_WHAT YOU NEED TO DO_.
1. According to the blog posts, on what date did the couple declare their relationship?
2. For each statement below, say whether it agrees with the blog posts, and quote the words from the blog posts that settle it.
(a) The anniversary post says the couple has officially shared their life for two years.
(b) The writer says they like being alone.
(c) The writer describes their parents as perfect.
3. Carry the blog posts forward from the point where they stop, keeping the same voice.

Thursday, 17 November 2011

Its her...

Browsing through her pictures...i miss her...looking at her happy smile reminds me of those happy moment i spent with her. Missing those laughter, missing those smile, missing those moment.
Where ever she is now, who ever she is with, i always and always hope the best for her. I'm nice but I'm not an angel, sometimes i say bad things, i cursed, i offended people, i judge, i laugh, i'm a sinner. one thing for sure, i'm not perfect and i can be out of control. however, i always have that one corner in my heart where i treasured all those good thoughts, good memories, good people and i always feel bless because somehow i have people who i love and their presence in my heart actually make me feel that they are actually loving me back.

If i can turn back the time, i'll never wanna hurt her. the moment i lost her, i started to realize that maybe she meant that much to me. where i can't feel her presence anymore make me missing her more and more. i always hope she will forgive me for what i have done to her. but i wonder does that forgiveness worth it for that broken trust and for hurting her. i broke her trust i broke her heart.

My dear baby girl, i'm sorry for everything. people said, when trust is broken sorry mean nothing but still, i really feel sorry. if i can have one wish. i want you back. i miss you....:'(

Monday, 24 October 2011

haters bring up my power!


no one wanna break your heart whore because you don't even have one!!!!!!! (specifically for that whore)


i will be what i wanna be one day, my dream will come true and i always believe in it. you will regret it so much if you had to lose me. 


i'm smiling doesn't mean i'm okay. i'm just good in faking it. you just have no idea what i hold inside me. 


that's how it is. i know life is not fairy tales but i believe good people always have their happy ending.
if you think i'm bad, please please please ask yourselves why? simply because you made me. my attitude is based on how you treat me?okay?
i hate girls who messed up with what is mine. what mine is mine ALONE. 

Friday, 21 October 2011

happy anniversary sayang ♥

today is a happy day for the both of us
today is our special day
for all that we have been through, we reach this far.
it has been quite some time, we have gone through alot of thing together.
21/10/2009 is the day we declare our relationship, is the day where everything started.


thank you for being there for me.
thank you for not giving up on me.
thank you for all and everything sayang.
i'm happy i have you as the love of my life.
you know you are the best part of me.


today, 21/10/2011 make us officially 2years sharing our life.
please,hold me in your arms forever.
i love you so much my Diaswilson John Frankie.
i hope we can still go on, we can always be together.

this what i do...

this what i do... when i'm all alone.
i hate being alone actually because i'll have so many thing on my mind.
i hate to think so much. i don't know but i just don't like it.
i hate it when i start to think how foolish am i....
sometimes i even think i'm such a loser but yea ...
people make mistake, so do i.
please never expect me to be perfect cause you're not perfect too.
when i accept people the way they are i expected the same from them.
sometimes, i'm so mad with my parents . but yes, they're not perfect too. they're just imperfect woman and man and i do accept them as one of the best part of me and i know no matter how far i go to hurt them they're always there and always be so forgiving.
my hope is i want someone who never give up on me and still want no matter how hard it takes to be with me . ♥

Wednesday, 5 October 2011

im officially missing you...

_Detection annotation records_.
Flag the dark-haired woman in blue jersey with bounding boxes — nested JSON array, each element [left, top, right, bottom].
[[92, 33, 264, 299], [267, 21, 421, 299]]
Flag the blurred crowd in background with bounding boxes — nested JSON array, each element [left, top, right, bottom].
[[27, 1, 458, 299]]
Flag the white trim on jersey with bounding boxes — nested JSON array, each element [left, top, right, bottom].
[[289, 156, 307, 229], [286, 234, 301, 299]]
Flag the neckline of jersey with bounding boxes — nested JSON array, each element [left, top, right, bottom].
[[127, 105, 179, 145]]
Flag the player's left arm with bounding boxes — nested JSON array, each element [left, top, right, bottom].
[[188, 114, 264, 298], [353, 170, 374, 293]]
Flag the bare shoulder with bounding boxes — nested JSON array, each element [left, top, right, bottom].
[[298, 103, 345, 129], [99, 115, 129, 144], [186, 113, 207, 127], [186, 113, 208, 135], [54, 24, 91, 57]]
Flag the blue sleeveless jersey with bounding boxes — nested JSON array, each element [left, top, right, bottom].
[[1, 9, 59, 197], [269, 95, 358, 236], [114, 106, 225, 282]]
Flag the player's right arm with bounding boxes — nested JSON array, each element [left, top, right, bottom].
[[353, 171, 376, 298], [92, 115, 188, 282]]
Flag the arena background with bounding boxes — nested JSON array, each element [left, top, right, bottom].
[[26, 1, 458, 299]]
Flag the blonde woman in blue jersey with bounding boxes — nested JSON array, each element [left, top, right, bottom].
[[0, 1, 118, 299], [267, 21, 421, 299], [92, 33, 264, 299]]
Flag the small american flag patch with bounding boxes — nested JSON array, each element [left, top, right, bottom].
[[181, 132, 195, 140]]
---
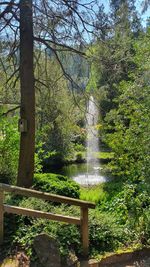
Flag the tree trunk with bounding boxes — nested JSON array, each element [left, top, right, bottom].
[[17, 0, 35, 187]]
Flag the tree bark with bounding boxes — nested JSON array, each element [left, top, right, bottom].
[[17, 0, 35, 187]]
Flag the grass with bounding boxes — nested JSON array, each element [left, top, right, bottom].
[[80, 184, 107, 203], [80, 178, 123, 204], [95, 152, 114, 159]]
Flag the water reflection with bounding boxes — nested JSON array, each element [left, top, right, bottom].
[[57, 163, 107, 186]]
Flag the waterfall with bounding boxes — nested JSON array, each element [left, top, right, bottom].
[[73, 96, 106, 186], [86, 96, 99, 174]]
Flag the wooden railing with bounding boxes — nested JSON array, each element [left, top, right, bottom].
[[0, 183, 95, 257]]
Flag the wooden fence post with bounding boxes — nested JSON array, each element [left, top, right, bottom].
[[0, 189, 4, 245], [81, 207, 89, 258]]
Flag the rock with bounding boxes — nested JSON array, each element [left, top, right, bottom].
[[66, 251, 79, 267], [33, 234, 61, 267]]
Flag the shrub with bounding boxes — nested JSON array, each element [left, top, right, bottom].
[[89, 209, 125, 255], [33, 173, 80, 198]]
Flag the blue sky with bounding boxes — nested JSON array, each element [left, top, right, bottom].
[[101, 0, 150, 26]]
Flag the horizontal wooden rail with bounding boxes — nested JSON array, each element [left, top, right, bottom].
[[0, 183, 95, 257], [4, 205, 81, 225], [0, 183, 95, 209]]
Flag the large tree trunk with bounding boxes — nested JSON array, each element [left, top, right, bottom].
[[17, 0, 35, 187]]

_THE REPLIES_.
1. 21/10/2009

2.
(a) Yes: "today, 21/10/2011 make us officially 2years sharing our life."
(b) No: "i hate being alone actually because i'll have so many thing on my mind."
(c) No: "but yes, they're not perfect too."

3.
All I hear is raindrops
Falling on the rooftop
Oh baby tell me why’d you have to go
Cause this pain I feel
It wont go away
And today I’m officially missing you
I thought that from this heartache
I could escape
But I fronted long enough to know
There ain’t no way
And today
I’m officially missing you

Oh can’t nobody do it like you
Said every little thing you do
Hey baby say it stays on my mind
And I, I’m officially

All I do is lay around
Two years full of tears
From looking at your face on the wall
Just a week ago you were my baby
Now I don’t even know you at all
I don’t know you at all
Well I wish that you would call me right now
So that I could get through to you somehow
But I guess it’s safe to say baby safe to say
That I’m officially missing you

Well I thought I could just get over you baby
But I see that’s something I just can’t do
From the way you would hold me
To the sweet things you told me
I just can’t find a way
To let go of you

It's official
You know that I’m missing you
Yeah yes
All I hear is raindrops
And I’m officially missing you

Lost in my own world

i'm a kind of person sometimes ... most of the times ... living in my own world ... doing my own things ... sometimes, dont even bother about other ...
i sometimes think just let the world belongs to both of us ... you and me ... we'll make a perfect team ... we will.
but then, i slowly realize that ... not everything will turn out like how we wanted it to be.
at that moment ... i think i'm the luckiest person ... but sometimes, i'm not more than just a foolish.
people said, trust is very important. once you broke a trust it will always be a broken trust. no matter how you want to deny. no matter how you are trying to fix everything, it will still stay the same way. you can never feel the same again. almost everything is in doubt. almost everything is suspicious. and because of LOVE, you're still there,protecting what is yours, trying so much not to lose, fighting w/o knowing how to win ... anymore ... yes, that's simply is me.
that one person you always count on, that one person you think that will never gonna let you down, that one person you put so much hope on. that one person simply turn out to be one person you never thought he will ever became. one person who broke every pieces of your trust.
sometimes, i wish i can turn back the time, i dont know. but i just cant. sometimes, it is very easy to say but to do is another thing, even after you are hurt, you simply still there, because of love, you still believe that one person will change.
you believe that one person will never lie to you, that one person will never hurt you, but yeah, people will somehow hurt one another sometimes. and you just have to accept that.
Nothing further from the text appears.